** START Data extract **

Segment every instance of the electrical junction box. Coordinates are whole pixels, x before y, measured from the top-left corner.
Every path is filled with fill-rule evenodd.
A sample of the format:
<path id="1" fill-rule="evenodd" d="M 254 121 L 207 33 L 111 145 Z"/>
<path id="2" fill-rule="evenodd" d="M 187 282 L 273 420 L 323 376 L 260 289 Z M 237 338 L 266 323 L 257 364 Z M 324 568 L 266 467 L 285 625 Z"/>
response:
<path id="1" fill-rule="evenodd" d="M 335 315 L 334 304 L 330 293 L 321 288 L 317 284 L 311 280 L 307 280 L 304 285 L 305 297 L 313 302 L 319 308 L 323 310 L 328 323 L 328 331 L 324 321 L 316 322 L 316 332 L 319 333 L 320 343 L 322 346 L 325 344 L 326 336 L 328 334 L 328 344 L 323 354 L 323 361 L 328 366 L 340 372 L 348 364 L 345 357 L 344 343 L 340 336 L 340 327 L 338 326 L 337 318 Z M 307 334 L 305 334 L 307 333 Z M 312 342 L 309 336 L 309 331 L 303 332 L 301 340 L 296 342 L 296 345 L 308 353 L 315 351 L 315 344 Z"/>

** END Data extract **
** START Data extract **

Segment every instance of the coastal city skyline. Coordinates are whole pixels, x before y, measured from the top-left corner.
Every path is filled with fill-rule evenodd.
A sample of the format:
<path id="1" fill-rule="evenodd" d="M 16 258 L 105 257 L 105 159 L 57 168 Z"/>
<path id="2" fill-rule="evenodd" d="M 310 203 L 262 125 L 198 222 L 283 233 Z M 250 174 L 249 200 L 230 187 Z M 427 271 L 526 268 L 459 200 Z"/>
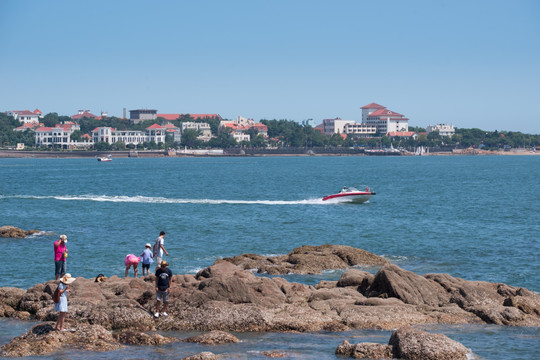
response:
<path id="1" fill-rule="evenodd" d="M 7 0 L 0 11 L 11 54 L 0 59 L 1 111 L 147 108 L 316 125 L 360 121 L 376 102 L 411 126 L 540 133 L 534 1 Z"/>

** END Data extract **

• **What the task asks**
Render the records from the line containing "Segment every instance of the electrical" through the line containing "335 315 L 334" as a two-column CSV with the headers instruction and output. Give one row per record, with its text and its answer each in a single quoted field and line breaks replaced by spaces.

• **Answer**
instruction,output
"Segment every instance of the electrical junction box. Coordinates are whole pixels, x before y, measured from the top-left corner. Every path is filled with fill-rule evenodd. A sample of the format: <path id=""1"" fill-rule=""evenodd"" d=""M 254 121 L 207 33 L 111 145 Z""/> <path id=""2"" fill-rule=""evenodd"" d=""M 187 282 L 273 420 L 323 376 L 260 289 Z M 237 338 L 266 323 L 257 364 Z M 324 568 L 266 467 L 285 625 Z""/> response:","<path id=""1"" fill-rule=""evenodd"" d=""M 335 315 L 334 304 L 330 293 L 321 288 L 317 284 L 311 280 L 307 280 L 304 285 L 305 297 L 313 302 L 319 308 L 323 310 L 328 323 L 328 331 L 324 321 L 316 322 L 316 332 L 319 333 L 320 343 L 322 346 L 325 344 L 326 336 L 328 334 L 328 344 L 323 354 L 323 361 L 328 366 L 340 372 L 348 364 L 345 357 L 344 343 L 340 336 L 340 327 L 338 326 L 337 318 Z M 307 334 L 305 334 L 307 333 Z M 312 342 L 309 336 L 309 331 L 303 332 L 301 340 L 296 342 L 296 345 L 308 353 L 315 351 L 315 344 Z""/>"